**Dataset items:**
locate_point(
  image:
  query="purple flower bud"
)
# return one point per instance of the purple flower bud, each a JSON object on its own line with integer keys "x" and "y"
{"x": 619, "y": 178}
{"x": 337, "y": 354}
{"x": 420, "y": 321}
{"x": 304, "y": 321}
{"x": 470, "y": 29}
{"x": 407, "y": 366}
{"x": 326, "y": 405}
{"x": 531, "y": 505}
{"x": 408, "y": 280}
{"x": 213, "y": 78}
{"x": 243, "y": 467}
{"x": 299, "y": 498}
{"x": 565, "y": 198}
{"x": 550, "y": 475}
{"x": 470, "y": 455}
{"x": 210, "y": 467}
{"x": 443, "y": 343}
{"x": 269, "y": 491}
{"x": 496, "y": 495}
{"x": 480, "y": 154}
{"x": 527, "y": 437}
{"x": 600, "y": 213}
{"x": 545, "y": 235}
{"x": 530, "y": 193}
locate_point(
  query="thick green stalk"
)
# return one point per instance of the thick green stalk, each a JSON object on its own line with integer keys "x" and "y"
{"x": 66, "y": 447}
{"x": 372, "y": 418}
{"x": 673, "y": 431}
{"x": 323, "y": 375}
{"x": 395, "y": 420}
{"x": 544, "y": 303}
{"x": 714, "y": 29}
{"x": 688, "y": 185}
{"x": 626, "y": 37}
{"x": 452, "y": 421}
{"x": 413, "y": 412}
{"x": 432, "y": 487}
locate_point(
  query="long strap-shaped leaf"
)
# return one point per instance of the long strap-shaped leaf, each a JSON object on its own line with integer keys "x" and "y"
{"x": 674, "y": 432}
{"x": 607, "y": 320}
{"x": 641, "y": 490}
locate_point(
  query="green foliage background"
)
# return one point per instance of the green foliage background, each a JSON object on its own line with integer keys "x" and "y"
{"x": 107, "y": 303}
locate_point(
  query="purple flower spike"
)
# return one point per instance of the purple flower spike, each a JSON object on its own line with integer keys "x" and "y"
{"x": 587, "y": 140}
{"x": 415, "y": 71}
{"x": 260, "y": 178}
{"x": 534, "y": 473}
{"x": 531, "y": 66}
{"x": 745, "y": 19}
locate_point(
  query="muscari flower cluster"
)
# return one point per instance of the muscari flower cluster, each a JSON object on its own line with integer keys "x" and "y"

**Your task:**
Put these lines into a JSON list of strings, one string per line, leaving out any blank lines.

**Solution:**
[
  "locate_point(",
  "  image:",
  "  query=\"purple flower bud\"",
  ")",
  "# return one point per instance of the purple flower bud, each a JSON object on its own line with integer keys \"x\" and \"y\"",
  "{\"x\": 619, \"y\": 178}",
  "{\"x\": 337, \"y\": 354}",
  "{\"x\": 420, \"y\": 321}",
  "{\"x\": 304, \"y\": 321}",
  "{\"x\": 470, \"y\": 29}",
  "{\"x\": 407, \"y\": 366}",
  "{\"x\": 326, \"y\": 405}",
  "{\"x\": 531, \"y\": 505}",
  "{\"x\": 408, \"y\": 280}",
  "{\"x\": 213, \"y\": 78}",
  "{\"x\": 243, \"y\": 467}",
  "{\"x\": 299, \"y\": 498}",
  "{\"x\": 565, \"y\": 198}",
  "{\"x\": 550, \"y\": 475}",
  "{\"x\": 470, \"y\": 455}",
  "{\"x\": 210, \"y\": 467}",
  "{\"x\": 443, \"y\": 343}",
  "{\"x\": 269, \"y\": 491}",
  "{\"x\": 496, \"y\": 495}",
  "{\"x\": 480, \"y\": 154}",
  "{\"x\": 527, \"y\": 437}",
  "{\"x\": 600, \"y\": 213}",
  "{\"x\": 545, \"y\": 235}",
  "{\"x\": 530, \"y\": 193}",
  "locate_point(",
  "  query=\"thick green stalk\"",
  ")",
  "# return one point per instance of the thick green stalk, each a JSON object on its own line with integer keys \"x\" and \"y\"",
  "{\"x\": 66, \"y\": 447}",
  "{\"x\": 372, \"y\": 418}",
  "{\"x\": 673, \"y\": 431}",
  "{\"x\": 323, \"y\": 375}",
  "{\"x\": 395, \"y\": 420}",
  "{\"x\": 544, \"y\": 303}",
  "{\"x\": 714, \"y\": 29}",
  "{\"x\": 688, \"y\": 185}",
  "{\"x\": 626, \"y\": 37}",
  "{\"x\": 452, \"y\": 421}",
  "{\"x\": 413, \"y\": 412}",
  "{\"x\": 432, \"y\": 487}",
  "locate_point(",
  "  query=\"long strap-shaped leaf\"",
  ")",
  "# return one point per instance of the long strap-shaped leaf, each a JSON object on its own line with integer keys \"x\" and \"y\"",
  "{\"x\": 674, \"y\": 432}",
  "{\"x\": 607, \"y\": 320}",
  "{\"x\": 641, \"y\": 490}",
  "locate_point(",
  "  query=\"green foliage background\"",
  ")",
  "# return one point per instance of the green foliage background, each a JSON object on its own line with integer keys \"x\" and \"y\"",
  "{\"x\": 107, \"y\": 303}",
  "locate_point(",
  "  query=\"purple flower spike\"",
  ")",
  "# return one point per instance of the purple flower spike, each a JSON object on its own line with integer keys \"x\" and \"y\"",
  "{\"x\": 587, \"y\": 140}",
  "{\"x\": 415, \"y\": 71}",
  "{\"x\": 260, \"y\": 178}",
  "{\"x\": 534, \"y\": 473}",
  "{\"x\": 531, \"y\": 66}",
  "{\"x\": 745, \"y\": 19}",
  "locate_point(",
  "  query=\"muscari flower cluster\"",
  ")",
  "# return one point per instance of the muscari flower cluster, each a JSON object on its own line with integer keys \"x\" and \"y\""
]